Start of Data entries

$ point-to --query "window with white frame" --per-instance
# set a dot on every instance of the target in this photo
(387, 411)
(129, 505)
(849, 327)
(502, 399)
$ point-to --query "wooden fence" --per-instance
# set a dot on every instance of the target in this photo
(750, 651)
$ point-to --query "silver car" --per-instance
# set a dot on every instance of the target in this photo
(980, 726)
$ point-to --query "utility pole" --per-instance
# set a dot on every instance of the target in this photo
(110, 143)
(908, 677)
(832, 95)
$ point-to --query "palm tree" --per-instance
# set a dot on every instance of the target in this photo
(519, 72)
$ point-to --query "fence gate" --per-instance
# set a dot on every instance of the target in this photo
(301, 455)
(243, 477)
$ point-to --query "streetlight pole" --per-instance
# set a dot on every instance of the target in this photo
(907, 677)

End of Data entries

Put all the data above into a Markdown table with the columns Row and Line, numbering each line and skipping blank ones.

*Problem solution*
| Row | Line |
|---|---|
| 1 | $ point-to --query "window with white frame" --per-instance |
| 2 | # set a dot on every instance of the target in this photo |
| 3 | (387, 411) |
| 4 | (129, 505) |
| 5 | (849, 327) |
| 6 | (502, 399) |
| 7 | $ point-to --query "wooden fence" --per-instance |
| 8 | # set a dot on every instance of the target in this photo |
| 9 | (750, 651) |
| 10 | $ point-to --query "silver car" --per-instance |
| 11 | # set a dot on every instance of the target in this photo |
| 12 | (980, 726) |
| 13 | $ point-to --query "utility pole" --per-instance |
| 14 | # set a dot on every instance of the target in this photo |
| 15 | (110, 143) |
| 16 | (908, 677) |
| 17 | (832, 95) |
| 18 | $ point-to --query "palm tree" --per-instance |
| 19 | # set a dot on every instance of the target in this photo |
| 20 | (519, 72) |
| 21 | $ point-to --query "fence gate" --per-instance |
| 22 | # set a dot on every instance of the target in this photo |
| 23 | (301, 455) |
| 24 | (243, 477) |
| 25 | $ point-to --query "streetlight pole" --per-instance |
| 26 | # set a dot on every instance of the target in this photo |
| 27 | (907, 677) |